Document excerpt:
***

Throughout Mexico's history, women have been subjected to a dual standard: exalted in myth, they remain subordinated in their social role by their biology. But this dualism is not so much a battle between the sexes as the product of a social system. The injustices of this system have led Mexican women to conclude that they deserve a better world, one worth struggling for.
Published originally in Spanish as Mujeres en México: Una historia olvidada, this work examines the role of Mexican women from pre-Cortés to the 1980s, addressing the interplay between myth and history and the gap between theory and practice. Pointing to such varied prototypes as the Virgin of Guadalupe, La Malinche, and Sor Juana, Tuñón contrasts what these women represent with more realistic but less-exalted counterparts such as Josefa Ortiz de Domínguez, La Güera Rodríguez, and Juana Belén Gutiérrez de Mendoza. She also discusses the identity transformation by which indigenous women come to see themselves as Mexicanas, and analyzes such issues as women's economic dislocation in the labor force, education, and self-image.
In challenging the illusion that historians have created of women in Mexico's history, Tuñón hopes to recover feminism--with its strengths and weaknesses, its vision of the world that is both intellectual and full of feeling. By examining the social world of Mexico, she also hopes to determine those situations that cause oppression, exploitation, and marginalization of women.

***

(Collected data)

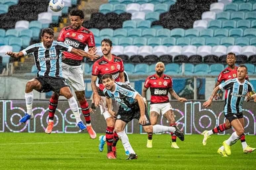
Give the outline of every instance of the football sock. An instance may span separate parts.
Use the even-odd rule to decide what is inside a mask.
[[[122,141],[122,143],[124,147],[129,151],[130,154],[136,154],[133,149],[132,149],[132,146],[129,142],[129,139],[128,138],[128,136],[125,133],[124,131],[119,132],[117,133],[119,139]]]
[[[25,93],[25,99],[26,100],[26,106],[27,107],[27,113],[29,115],[32,114],[33,100],[34,94],[33,91],[27,93]]]
[[[114,127],[108,126],[106,129],[106,141],[107,145],[107,153],[112,152],[113,145],[113,131]]]
[[[159,125],[156,125],[153,126],[153,133],[162,133],[166,131],[174,132],[175,130],[175,128],[173,127],[163,126]]]
[[[234,132],[229,139],[226,141],[226,143],[229,146],[232,146],[239,139],[239,136],[236,134],[236,132]]]
[[[86,99],[85,98],[84,101],[79,101],[79,103],[81,105],[82,113],[84,117],[85,121],[86,122],[86,126],[91,126],[91,117],[90,116],[90,110],[89,105],[87,102]]]
[[[70,108],[71,109],[71,110],[75,116],[76,123],[78,123],[82,120],[80,118],[80,113],[79,113],[77,102],[76,102],[76,100],[74,96],[68,99],[67,101],[68,101],[68,104],[69,104]]]

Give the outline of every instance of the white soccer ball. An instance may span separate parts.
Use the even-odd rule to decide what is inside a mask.
[[[65,5],[63,0],[50,0],[49,2],[50,9],[55,12],[58,12],[63,9]]]

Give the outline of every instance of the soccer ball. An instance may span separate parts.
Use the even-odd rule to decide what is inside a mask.
[[[63,0],[50,0],[49,2],[50,9],[55,12],[61,10],[64,5],[65,4]]]

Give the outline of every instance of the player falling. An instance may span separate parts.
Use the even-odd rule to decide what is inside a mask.
[[[156,124],[157,119],[160,113],[170,123],[170,126],[175,127],[176,124],[173,111],[172,106],[169,102],[168,92],[176,99],[181,102],[187,101],[184,98],[180,98],[172,89],[172,80],[171,77],[163,73],[165,69],[164,64],[158,62],[155,65],[155,70],[156,73],[150,75],[145,80],[144,88],[142,90],[142,96],[143,99],[147,103],[146,92],[149,88],[150,88],[151,96],[150,105],[150,122],[153,126]],[[172,148],[179,148],[176,143],[177,137],[173,132],[172,135]],[[153,134],[149,133],[148,135],[147,147],[152,147]]]
[[[215,87],[210,99],[203,104],[206,108],[209,107],[219,89],[228,90],[223,112],[226,119],[235,131],[222,143],[222,146],[218,149],[218,153],[223,156],[227,156],[231,154],[230,147],[244,134],[243,126],[239,118],[242,114],[242,105],[247,93],[253,97],[254,102],[256,102],[256,94],[253,86],[245,79],[248,74],[247,67],[245,65],[240,65],[237,73],[237,78],[229,80]]]
[[[64,96],[67,99],[69,107],[76,119],[77,125],[81,130],[85,126],[80,118],[77,103],[63,77],[62,70],[62,52],[71,52],[81,57],[86,57],[92,60],[98,57],[80,49],[59,42],[54,40],[53,30],[45,28],[42,32],[42,42],[27,47],[19,52],[8,52],[7,55],[13,58],[20,57],[31,54],[38,71],[37,77],[27,82],[25,91],[25,99],[27,112],[19,122],[25,123],[34,118],[32,112],[34,95],[33,90],[40,93],[53,91],[58,95]]]
[[[235,65],[236,61],[235,54],[233,52],[229,53],[227,55],[227,63],[228,65],[227,68],[221,71],[218,77],[217,82],[215,85],[215,87],[219,85],[223,81],[226,81],[228,80],[235,78],[237,77],[237,69],[238,67]],[[247,75],[245,77],[245,79],[249,81]],[[225,95],[225,101],[227,100],[227,97],[228,95],[228,91],[226,90]],[[219,97],[218,94],[217,94],[214,97],[215,99],[217,100]],[[248,98],[248,99],[249,99]],[[243,119],[243,116],[242,113],[241,114],[237,115],[238,118],[240,121],[243,127],[244,126],[244,121]],[[209,136],[214,133],[220,133],[228,129],[231,128],[231,125],[228,119],[226,120],[225,123],[221,124],[213,129],[210,130],[205,130],[202,133],[204,136],[203,139],[203,145],[205,145],[206,144],[206,141]],[[255,150],[255,148],[251,148],[247,145],[245,141],[244,135],[243,134],[240,138],[242,146],[243,148],[243,151],[244,153],[251,153]]]
[[[156,125],[152,126],[150,123],[147,113],[145,103],[143,98],[133,87],[125,83],[115,82],[112,75],[106,74],[102,77],[102,82],[105,87],[103,93],[106,96],[106,101],[108,113],[116,120],[115,124],[115,131],[122,141],[123,145],[130,153],[127,159],[137,159],[138,156],[129,142],[124,128],[127,123],[133,119],[139,120],[139,122],[143,126],[143,129],[148,133],[162,133],[169,131],[174,133],[180,139],[184,140],[184,135],[177,127],[169,127]],[[117,113],[112,109],[112,99],[117,101],[120,104]],[[116,155],[111,154],[108,158],[115,159]]]
[[[83,27],[82,24],[84,15],[81,10],[75,9],[70,13],[71,25],[64,27],[60,33],[57,40],[73,47],[84,50],[88,45],[88,52],[95,54],[96,48],[93,34],[89,30]],[[95,139],[96,134],[91,124],[89,106],[85,99],[85,89],[83,79],[83,71],[81,69],[82,57],[70,52],[64,52],[64,59],[62,61],[63,77],[75,91],[76,98],[81,106],[81,110],[86,123],[82,130],[87,129],[91,138]],[[49,120],[45,133],[50,134],[53,127],[54,114],[58,104],[59,95],[53,93],[49,104]]]
[[[93,99],[96,107],[100,106],[101,113],[103,115],[107,125],[106,129],[106,140],[107,145],[107,157],[113,156],[112,146],[115,149],[115,145],[118,139],[118,136],[114,131],[115,119],[108,112],[106,107],[106,97],[103,93],[104,86],[102,84],[102,77],[106,73],[110,74],[116,81],[124,82],[124,66],[123,61],[119,57],[112,55],[111,50],[113,48],[112,42],[108,39],[103,39],[101,42],[101,50],[103,56],[97,60],[93,64],[92,73],[91,85],[93,92]],[[99,78],[99,87],[96,85],[97,77]],[[113,102],[114,110],[117,110],[119,105],[115,102]],[[113,139],[113,138],[114,139]],[[114,143],[113,140],[114,140]]]

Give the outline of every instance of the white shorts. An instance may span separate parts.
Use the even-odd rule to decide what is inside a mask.
[[[106,102],[106,97],[101,96],[102,99],[102,101],[101,101],[100,105],[100,108],[101,108],[101,114],[103,115],[104,117],[106,120],[107,119],[110,117],[111,116],[108,111],[107,111],[107,102]],[[119,109],[119,106],[120,105],[118,103],[112,99],[112,110],[115,112],[116,113],[117,113]]]
[[[75,92],[85,90],[82,66],[73,66],[62,63],[62,74],[67,83]]]
[[[167,111],[172,108],[170,103],[152,104],[150,105],[150,112],[154,111],[160,114],[164,115]]]

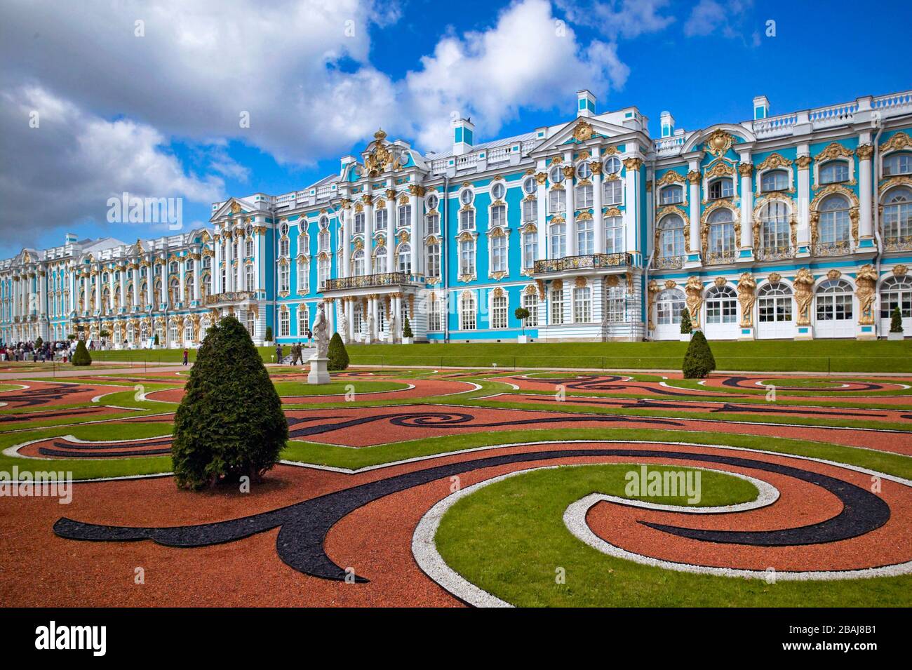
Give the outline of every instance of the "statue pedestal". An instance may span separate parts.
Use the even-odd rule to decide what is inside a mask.
[[[310,374],[307,375],[307,384],[328,384],[329,373],[326,371],[326,364],[329,363],[329,359],[315,356],[308,360],[310,361]]]

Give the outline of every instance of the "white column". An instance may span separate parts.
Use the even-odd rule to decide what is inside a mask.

***

Required action 1:
Write out the passage on women in Mexico's history, beginning at the words "In challenging the" and stopping after "marginalization of women.".
Required action 2:
According to the passage on women in Mexico's history, what has led Mexican women to conclude that they deserve a better world?
Rely only on the passage on women in Mexico's history and nothing else.

Exercise response 1:
In challenging the illusion that historians have created of women in Mexico's history, Tuñón hopes to recover feminism--with its strengths and weaknesses, its vision of the world that is both intellectual and full of feeling. By examining the social world of Mexico, she also hopes to determine those situations that cause oppression, exploitation, and marginalization of women.

Exercise response 2:
The injustices of Mexico's social system have led them to that conclusion. This system exalts women in myth but keeps them subordinated in their social role by their biology, and they see the better world as one worth struggling for.